Hi,
We believe to hit a bug with the new “VPC endpoints” feature whilst attempting to update two of our racks from 20220310121318
to 20220427210019
.
We believe the bug is due to a series of releases starting from 20220328135225
, released by heronrs (Heron Rossi) · GitHub (is that you @heron ?)
Relevant CloudFormation events highlighting the issue are:
convox-rack-rtc UPDATE_ROLLBACK_IN_PROGRESS The following resource(s) failed to create: [CFEndpoint, KMSEndpoint, ECSEndpoint]. The following resource(s) failed to update: [InstancesLifecycleHandler].
InstancesLifecycleHandler UPDATE_FAILED Resource update cancelled
ECSEndpoint CREATE_FAILED private-dns-enabled cannot be set because there is already a conflicting DNS domain for ecs.us-east-1.amazonaws.com in the VPC vpc-dfa0a*** (Service: AmazonEC2; Status Code: 400; Error Code: InvalidParameter; Request ID: 6e5ebffe-d686-4891-adbb-f0873ba6e***; Proxy: null)
KMSEndpoint CREATE_FAILED private-dns-enabled cannot be set because there is already a conflicting DNS domain for kms.us-east-1.amazonaws.com in the VPC vpc-dfa0a*** (Service: AmazonEC2; Status Code: 400; Error Code: InvalidParameter; Request ID: 92e592d5-8af1-42c6-bbaf-cda7ee05b***; Proxy: null)
CFEndpoint CREATE_FAILED private-dns-enabled cannot be set because there is already a conflicting DNS domain for cloudformation.us-east-1.amazonaws.com in the VPC vpc-dfa0a*** (Service: AmazonEC2; Status Code: 400; Error Code: InvalidParameter; Request ID: da32833d-99fd-42f5-9040-4e6151a27***; Proxy: null)
● ● ● ●
Written request: Return the forum post about the failed VPC endpoints update word for word, from start to finish.

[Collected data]
● ● ● ●
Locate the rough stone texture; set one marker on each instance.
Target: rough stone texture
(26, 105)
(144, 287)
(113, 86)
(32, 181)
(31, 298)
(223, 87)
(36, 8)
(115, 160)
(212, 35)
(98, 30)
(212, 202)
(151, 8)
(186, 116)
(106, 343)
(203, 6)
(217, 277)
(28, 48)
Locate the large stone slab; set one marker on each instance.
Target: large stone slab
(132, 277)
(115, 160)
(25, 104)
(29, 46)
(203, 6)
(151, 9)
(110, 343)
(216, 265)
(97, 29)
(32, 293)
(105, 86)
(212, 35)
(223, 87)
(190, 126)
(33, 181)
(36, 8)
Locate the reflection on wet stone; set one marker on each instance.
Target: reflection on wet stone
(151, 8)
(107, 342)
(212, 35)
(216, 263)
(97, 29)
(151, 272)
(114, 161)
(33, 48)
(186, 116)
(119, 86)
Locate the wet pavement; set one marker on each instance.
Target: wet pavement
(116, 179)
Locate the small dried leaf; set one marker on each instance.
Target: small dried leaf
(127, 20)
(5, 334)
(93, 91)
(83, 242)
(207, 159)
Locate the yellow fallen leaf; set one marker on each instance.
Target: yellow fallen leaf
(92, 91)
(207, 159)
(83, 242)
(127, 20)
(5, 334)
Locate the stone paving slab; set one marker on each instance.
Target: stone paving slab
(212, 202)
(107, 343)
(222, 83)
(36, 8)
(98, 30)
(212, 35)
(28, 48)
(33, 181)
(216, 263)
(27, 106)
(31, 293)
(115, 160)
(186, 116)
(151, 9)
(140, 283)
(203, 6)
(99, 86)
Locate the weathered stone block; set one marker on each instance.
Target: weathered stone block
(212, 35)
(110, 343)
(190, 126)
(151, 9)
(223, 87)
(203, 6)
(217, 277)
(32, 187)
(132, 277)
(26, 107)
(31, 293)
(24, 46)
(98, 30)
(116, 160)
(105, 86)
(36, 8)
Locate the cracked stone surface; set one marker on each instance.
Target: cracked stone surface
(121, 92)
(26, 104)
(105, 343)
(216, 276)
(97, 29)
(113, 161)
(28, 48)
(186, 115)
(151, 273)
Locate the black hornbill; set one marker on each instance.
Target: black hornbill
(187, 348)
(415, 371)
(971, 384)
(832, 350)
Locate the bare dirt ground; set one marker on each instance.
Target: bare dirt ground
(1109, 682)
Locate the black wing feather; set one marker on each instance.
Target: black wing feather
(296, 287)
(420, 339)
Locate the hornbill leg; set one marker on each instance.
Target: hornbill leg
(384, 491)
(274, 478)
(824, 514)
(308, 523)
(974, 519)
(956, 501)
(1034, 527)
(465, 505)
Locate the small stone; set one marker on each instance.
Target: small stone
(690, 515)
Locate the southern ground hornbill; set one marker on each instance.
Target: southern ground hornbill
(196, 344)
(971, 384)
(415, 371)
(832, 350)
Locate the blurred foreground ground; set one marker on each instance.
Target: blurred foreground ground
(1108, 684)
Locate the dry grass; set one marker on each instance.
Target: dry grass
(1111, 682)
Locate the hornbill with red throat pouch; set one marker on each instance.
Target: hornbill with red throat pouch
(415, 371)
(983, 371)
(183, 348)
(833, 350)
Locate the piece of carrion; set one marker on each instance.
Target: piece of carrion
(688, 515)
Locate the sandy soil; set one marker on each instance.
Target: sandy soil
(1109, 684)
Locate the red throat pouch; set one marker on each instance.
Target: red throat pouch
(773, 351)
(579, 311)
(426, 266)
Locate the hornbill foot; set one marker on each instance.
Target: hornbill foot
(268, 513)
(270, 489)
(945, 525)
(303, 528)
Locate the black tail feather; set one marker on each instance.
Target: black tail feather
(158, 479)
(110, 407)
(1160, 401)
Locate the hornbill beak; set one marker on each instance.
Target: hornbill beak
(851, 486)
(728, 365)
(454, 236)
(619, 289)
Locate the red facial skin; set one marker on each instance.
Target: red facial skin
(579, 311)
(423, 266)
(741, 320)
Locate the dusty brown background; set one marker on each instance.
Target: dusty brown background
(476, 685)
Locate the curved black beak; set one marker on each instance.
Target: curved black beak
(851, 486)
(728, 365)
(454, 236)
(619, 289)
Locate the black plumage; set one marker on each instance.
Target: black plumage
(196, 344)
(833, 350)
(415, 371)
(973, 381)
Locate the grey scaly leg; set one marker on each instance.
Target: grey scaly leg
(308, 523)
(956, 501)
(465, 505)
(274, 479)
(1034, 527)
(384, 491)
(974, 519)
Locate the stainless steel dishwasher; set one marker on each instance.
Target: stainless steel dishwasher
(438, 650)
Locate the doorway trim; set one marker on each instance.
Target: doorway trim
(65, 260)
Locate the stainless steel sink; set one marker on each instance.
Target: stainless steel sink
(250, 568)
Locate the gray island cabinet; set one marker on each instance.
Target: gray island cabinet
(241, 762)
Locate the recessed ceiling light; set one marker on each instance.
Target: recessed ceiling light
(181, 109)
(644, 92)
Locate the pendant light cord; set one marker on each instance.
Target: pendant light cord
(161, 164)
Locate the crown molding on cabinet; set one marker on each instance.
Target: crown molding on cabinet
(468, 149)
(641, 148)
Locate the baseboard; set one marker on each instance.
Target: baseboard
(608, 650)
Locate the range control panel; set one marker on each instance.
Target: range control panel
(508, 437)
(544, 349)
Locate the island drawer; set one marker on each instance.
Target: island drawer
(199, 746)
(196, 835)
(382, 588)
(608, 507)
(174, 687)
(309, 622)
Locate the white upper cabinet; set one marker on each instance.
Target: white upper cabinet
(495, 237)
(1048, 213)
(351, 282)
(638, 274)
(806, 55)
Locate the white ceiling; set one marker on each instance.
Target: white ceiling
● ● ● ●
Response to the task:
Hi,
We believe to hit a bug with the new “VPC endpoints” feature whilst attempting to update two of our racks from 20220310121318
to 20220427210019
.
We believe the bug is due to a series of releases starting from 20220328135225
, released by heronrs (Heron Rossi) · GitHub (is that you @heron ?)
Relevant CloudFormation events highlighting the issue are:
convox-rack-rtc UPDATE_ROLLBACK_IN_PROGRESS The following resource(s) failed to create: [CFEndpoint, KMSEndpoint, ECSEndpoint]. The following resource(s) failed to update: [InstancesLifecycleHandler].
InstancesLifecycleHandler UPDATE_FAILED Resource update cancelled
ECSEndpoint CREATE_FAILED private-dns-enabled cannot be set because there is already a conflicting DNS domain for ecs.us-east-1.amazonaws.com in the VPC vpc-dfa0a*** (Service: AmazonEC2; Status Code: 400; Error Code: InvalidParameter; Request ID: 6e5ebffe-d686-4891-adbb-f0873ba6e***; Proxy: null)
KMSEndpoint CREATE_FAILED private-dns-enabled cannot be set because there is already a conflicting DNS domain for kms.us-east-1.amazonaws.com in the VPC vpc-dfa0a*** (Service: AmazonEC2; Status Code: 400; Error Code: InvalidParameter; Request ID: 92e592d5-8af1-42c6-bbaf-cda7ee05b***; Proxy: null)
CFEndpoint CREATE_FAILED private-dns-enabled cannot be set because there is already a conflicting DNS domain for cloudformation.us-east-1.amazonaws.com in the VPC vpc-dfa0a*** (Service: AmazonEC2; Status Code: 400; Error Code: InvalidParameter; Request ID: da32833d-99fd-42f5-9040-4e6151a27***; Proxy: null)